What do the lines say, reproduced word for word, from the first of the entries below through the line bearing "Target: black plastic pot"?

───

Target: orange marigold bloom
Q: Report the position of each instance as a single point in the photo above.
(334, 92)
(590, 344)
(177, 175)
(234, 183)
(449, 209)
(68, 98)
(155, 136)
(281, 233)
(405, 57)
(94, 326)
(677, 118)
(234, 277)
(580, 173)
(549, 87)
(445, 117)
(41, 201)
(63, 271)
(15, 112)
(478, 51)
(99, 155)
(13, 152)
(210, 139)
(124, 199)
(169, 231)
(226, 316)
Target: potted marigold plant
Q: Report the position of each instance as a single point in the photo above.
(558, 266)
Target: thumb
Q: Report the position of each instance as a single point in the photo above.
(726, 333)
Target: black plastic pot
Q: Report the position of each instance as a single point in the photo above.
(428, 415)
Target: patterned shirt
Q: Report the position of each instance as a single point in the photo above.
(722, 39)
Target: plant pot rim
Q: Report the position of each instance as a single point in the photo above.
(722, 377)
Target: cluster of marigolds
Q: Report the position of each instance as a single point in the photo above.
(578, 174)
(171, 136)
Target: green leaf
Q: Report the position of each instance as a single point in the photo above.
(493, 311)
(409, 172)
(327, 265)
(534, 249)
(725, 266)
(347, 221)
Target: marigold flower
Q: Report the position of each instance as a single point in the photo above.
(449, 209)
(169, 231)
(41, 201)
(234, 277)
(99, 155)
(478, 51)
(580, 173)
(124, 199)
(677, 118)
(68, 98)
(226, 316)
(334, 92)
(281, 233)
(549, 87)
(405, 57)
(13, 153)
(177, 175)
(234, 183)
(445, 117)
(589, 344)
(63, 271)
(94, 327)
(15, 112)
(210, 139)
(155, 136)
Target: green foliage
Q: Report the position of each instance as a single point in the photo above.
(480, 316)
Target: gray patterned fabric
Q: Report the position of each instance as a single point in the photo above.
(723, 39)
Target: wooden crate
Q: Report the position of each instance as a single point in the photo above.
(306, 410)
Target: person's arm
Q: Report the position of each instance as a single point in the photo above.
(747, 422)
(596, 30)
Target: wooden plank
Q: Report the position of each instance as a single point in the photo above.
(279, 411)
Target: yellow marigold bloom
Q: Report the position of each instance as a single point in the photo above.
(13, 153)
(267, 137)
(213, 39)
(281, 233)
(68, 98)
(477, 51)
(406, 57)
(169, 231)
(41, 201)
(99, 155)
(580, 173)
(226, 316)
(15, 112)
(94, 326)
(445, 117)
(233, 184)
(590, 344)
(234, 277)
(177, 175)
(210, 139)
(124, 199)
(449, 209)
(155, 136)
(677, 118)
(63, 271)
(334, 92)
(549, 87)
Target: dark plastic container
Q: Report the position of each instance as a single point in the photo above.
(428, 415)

───

» **Your response**
Target: orange marigold bloom
Q: Report the position of each instance as a single point in the photo above.
(334, 92)
(590, 344)
(177, 175)
(234, 183)
(449, 209)
(68, 98)
(155, 136)
(281, 233)
(405, 57)
(94, 326)
(677, 118)
(234, 277)
(580, 173)
(549, 87)
(445, 117)
(41, 201)
(63, 271)
(15, 112)
(478, 51)
(99, 155)
(13, 152)
(210, 139)
(124, 199)
(169, 231)
(226, 316)
Target: potted marigold plant
Q: Report the position of each instance as a single point in the photo above.
(558, 266)
Target: thumb
Q: Report the position of each instance as a single point in the photo above.
(726, 333)
Target: black plastic pot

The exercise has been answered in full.